## What to work on
Carry on the Linux kernel mutex patch below, picking up right after its last line.

## Extract provided

▼▼▼

Index: linux-2.6/kernel/mutex-debug.h
===================================================================
--- linux-2.6.orig/kernel/mutex-debug.h
+++ linux-2.6/kernel/mutex-debug.h
@@ -13,14 +13,6 @@
 /*
  * This must be called with lock->wait_lock held.
  */
-extern void
-debug_mutex_set_owner(struct mutex *lock, struct thread_info *new_owner);
-
-static inline void debug_mutex_clear_owner(struct mutex *lock)
-{
-	lock->owner = NULL;
-}
-
 extern void debug_mutex_lock_common(struct mutex *lock,
 				    struct mutex_waiter *waiter);
 extern void debug_mutex_wake_waiter(struct mutex *lock,
@@ -35,6 +27,11 @@ extern void debug_mutex_unlock(struct mu
 extern void debug_mutex_init(struct mutex *lock, const char *name,
 			     struct lock_class_key *key);
 
+static inline void mutex_set_owner(struct mutex *lock, struct task_struct *owner)
+{
+	lock->owner = owner;
+}
+
 #define spin_lock_mutex(lock, flags)			\
 	do {						\
 		struct mutex *l = container_of(lock, struct mutex, wait_lock); \
Index: linux-2.6/kernel/mutex.c
===================================================================
--- linux-2.6.orig/kernel/mutex.c
+++ linux-2.6/kernel/mutex.c
@@ -10,6 +10,11 @@
  * Many thanks to Arjan van de Ven, Thomas Gleixner, Steven Rostedt and
  * David Howells for suggestions and improvements.

▲▲▲

## Entries shown

▼▼▼

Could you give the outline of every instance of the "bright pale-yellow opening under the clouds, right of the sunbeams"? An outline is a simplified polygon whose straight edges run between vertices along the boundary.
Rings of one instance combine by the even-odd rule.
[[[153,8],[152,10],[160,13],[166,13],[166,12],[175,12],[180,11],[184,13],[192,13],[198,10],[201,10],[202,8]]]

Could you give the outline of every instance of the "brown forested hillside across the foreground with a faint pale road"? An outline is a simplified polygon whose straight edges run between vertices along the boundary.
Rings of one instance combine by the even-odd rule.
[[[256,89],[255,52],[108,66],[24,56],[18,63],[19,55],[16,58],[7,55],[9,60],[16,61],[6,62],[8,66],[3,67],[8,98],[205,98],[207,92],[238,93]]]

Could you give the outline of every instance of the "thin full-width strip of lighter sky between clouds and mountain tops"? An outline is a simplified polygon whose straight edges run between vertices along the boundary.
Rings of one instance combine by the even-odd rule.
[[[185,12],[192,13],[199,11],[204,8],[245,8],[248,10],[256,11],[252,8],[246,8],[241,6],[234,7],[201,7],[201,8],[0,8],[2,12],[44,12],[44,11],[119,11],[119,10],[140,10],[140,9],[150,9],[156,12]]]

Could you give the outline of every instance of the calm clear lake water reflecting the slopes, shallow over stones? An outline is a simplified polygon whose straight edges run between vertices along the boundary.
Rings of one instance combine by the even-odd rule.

▲▲▲
▼▼▼

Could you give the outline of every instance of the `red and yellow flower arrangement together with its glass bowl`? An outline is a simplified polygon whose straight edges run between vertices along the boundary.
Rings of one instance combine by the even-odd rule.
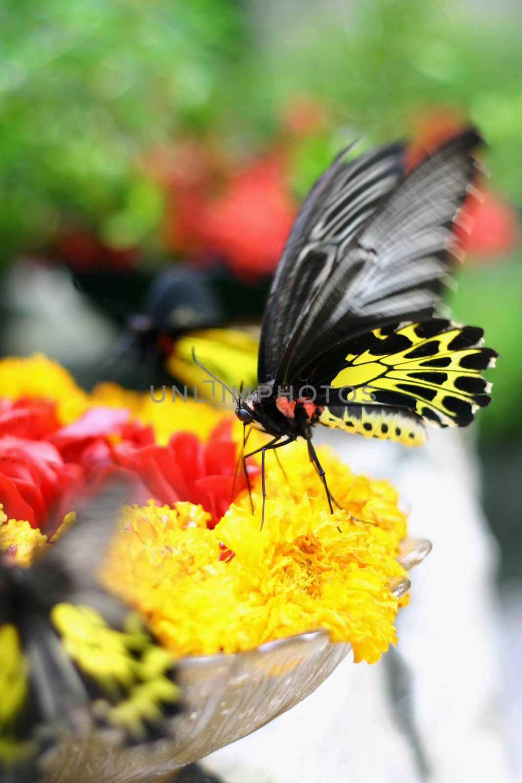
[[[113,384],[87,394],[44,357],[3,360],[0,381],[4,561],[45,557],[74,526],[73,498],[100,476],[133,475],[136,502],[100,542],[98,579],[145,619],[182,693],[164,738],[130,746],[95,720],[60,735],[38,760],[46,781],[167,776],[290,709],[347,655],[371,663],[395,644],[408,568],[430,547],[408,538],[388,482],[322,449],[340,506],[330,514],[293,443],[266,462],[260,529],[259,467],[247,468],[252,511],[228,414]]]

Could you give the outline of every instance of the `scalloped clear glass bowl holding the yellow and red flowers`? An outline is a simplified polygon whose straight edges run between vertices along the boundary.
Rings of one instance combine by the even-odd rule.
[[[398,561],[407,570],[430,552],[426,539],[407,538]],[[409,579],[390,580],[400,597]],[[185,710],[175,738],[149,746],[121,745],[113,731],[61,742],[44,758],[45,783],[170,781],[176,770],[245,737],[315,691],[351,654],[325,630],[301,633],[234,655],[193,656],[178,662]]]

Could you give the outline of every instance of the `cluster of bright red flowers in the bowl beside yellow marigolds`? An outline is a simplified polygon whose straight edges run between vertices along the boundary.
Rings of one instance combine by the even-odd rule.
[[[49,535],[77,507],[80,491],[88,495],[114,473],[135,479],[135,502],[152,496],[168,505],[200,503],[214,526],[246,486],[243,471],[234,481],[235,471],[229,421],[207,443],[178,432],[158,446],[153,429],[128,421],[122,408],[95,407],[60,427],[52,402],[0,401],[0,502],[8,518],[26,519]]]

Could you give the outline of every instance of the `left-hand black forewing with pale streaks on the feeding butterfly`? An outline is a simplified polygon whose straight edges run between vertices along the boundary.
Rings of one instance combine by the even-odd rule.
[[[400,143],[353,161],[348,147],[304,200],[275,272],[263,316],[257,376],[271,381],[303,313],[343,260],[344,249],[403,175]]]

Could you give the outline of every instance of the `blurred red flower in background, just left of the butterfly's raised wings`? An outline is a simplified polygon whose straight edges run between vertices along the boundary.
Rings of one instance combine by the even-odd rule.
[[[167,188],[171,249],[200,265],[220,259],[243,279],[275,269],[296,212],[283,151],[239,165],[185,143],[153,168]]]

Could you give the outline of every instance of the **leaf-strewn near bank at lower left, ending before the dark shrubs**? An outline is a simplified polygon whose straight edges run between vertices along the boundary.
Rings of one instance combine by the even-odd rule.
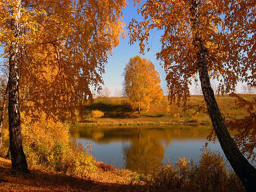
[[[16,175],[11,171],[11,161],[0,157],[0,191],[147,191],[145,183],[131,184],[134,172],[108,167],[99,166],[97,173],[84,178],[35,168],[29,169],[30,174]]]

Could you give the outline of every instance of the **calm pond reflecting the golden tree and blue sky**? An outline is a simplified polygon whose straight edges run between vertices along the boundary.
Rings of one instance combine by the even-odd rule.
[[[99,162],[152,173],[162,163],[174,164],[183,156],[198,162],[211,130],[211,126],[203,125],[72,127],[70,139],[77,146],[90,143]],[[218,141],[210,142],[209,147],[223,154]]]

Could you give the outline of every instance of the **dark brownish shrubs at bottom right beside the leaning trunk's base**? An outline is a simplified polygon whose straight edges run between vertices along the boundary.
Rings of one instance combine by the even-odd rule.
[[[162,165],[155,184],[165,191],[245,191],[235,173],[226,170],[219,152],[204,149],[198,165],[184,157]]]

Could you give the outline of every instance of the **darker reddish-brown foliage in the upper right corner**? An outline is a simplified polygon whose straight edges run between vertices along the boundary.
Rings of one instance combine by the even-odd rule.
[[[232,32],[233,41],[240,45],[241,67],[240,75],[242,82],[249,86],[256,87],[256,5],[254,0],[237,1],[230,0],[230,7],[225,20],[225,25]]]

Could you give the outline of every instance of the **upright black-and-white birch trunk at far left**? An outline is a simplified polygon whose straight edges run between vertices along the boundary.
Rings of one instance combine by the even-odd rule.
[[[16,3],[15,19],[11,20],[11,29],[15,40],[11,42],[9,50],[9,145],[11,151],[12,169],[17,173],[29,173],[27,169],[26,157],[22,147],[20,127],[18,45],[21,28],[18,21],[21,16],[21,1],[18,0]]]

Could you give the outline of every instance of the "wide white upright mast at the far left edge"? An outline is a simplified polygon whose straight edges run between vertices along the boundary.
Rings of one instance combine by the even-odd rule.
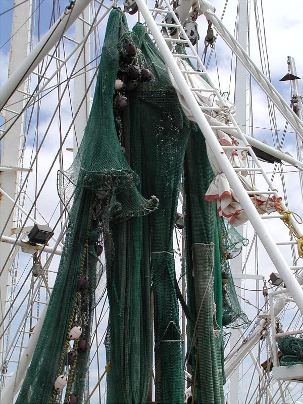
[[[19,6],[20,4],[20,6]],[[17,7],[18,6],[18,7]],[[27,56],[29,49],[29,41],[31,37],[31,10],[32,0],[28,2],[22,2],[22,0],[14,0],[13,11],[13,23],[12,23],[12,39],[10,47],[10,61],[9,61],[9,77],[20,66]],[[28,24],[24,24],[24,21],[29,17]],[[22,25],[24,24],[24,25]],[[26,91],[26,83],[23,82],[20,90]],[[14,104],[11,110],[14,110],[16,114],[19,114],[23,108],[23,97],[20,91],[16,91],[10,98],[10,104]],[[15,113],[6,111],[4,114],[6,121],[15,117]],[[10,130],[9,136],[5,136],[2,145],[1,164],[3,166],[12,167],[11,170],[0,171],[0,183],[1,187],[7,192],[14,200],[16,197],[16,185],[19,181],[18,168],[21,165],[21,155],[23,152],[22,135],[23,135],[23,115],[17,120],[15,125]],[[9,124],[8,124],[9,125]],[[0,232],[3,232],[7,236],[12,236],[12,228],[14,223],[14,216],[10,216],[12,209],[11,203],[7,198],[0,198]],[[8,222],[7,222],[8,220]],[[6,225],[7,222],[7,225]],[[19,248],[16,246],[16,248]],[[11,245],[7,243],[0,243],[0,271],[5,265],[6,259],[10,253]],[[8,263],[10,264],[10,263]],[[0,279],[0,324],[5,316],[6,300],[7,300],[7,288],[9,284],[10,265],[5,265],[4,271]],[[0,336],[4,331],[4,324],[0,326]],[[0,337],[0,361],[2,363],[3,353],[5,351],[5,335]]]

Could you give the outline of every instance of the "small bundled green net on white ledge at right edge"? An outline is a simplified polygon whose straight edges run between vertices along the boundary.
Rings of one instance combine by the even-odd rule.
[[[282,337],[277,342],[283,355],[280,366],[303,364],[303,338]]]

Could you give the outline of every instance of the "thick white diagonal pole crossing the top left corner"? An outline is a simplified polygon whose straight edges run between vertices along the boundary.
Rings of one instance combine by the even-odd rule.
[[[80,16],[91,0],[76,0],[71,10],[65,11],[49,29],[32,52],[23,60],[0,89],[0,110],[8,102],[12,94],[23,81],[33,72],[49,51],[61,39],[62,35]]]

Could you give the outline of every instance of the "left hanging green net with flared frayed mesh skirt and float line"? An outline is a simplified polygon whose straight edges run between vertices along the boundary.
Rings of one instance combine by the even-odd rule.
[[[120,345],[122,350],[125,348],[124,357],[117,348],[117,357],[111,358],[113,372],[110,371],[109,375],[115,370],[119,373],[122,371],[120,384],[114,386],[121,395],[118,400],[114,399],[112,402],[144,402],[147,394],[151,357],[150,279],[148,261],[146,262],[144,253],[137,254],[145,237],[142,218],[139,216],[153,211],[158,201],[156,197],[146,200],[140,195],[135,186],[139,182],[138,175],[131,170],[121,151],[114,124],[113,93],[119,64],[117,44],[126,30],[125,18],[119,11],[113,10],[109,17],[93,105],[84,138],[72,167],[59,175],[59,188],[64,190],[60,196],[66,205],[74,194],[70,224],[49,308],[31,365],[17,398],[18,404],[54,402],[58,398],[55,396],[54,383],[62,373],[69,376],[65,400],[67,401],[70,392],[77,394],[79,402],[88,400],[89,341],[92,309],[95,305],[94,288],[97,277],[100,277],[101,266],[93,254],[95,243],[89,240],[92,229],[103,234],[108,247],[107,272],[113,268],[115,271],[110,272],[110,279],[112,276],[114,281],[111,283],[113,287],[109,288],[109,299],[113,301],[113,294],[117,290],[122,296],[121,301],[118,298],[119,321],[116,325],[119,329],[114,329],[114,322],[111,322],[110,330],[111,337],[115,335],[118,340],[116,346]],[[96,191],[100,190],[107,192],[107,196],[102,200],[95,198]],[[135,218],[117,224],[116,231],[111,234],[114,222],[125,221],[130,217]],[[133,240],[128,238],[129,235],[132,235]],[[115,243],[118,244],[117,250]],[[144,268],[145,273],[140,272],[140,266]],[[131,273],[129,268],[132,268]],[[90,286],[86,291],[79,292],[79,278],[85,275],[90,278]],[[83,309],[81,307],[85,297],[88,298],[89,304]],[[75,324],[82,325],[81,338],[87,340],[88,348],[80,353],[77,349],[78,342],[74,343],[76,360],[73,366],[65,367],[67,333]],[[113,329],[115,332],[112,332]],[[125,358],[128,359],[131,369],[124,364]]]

▲▲▲

## Answer
  *
+ *  - Adaptive spinning for mutexes by Peter Zijlstra. (Ported to mainline
+ *    from the -rt tree, where it was originally implemented for rtmutexes
+ *    by Steven Rostedt, based on work by Gregory Haskins, Peter Morreale
+ *    and Sven Dietrich.
+ *
  * Also see Documentation/mutex-design.txt.
  */
 #include <linux/mutex.h>
@@ -46,6 +51,7 @@ __mutex_init(struct mutex *lock, const c
 	atomic_set(&lock->count, 1);
 	spin_lock_init(&lock->wait_lock);
 	INIT_LIST_HEAD(&lock->wait_list);
+	mutex_set_owner(lock, NULL);
 
 	debug_mutex_init(lock, name, key);
 }
@@ -91,6 +97,7 @@ void inline __sched mutex_lock(struct mu
 	 * 'unlocked' into 'locked' state.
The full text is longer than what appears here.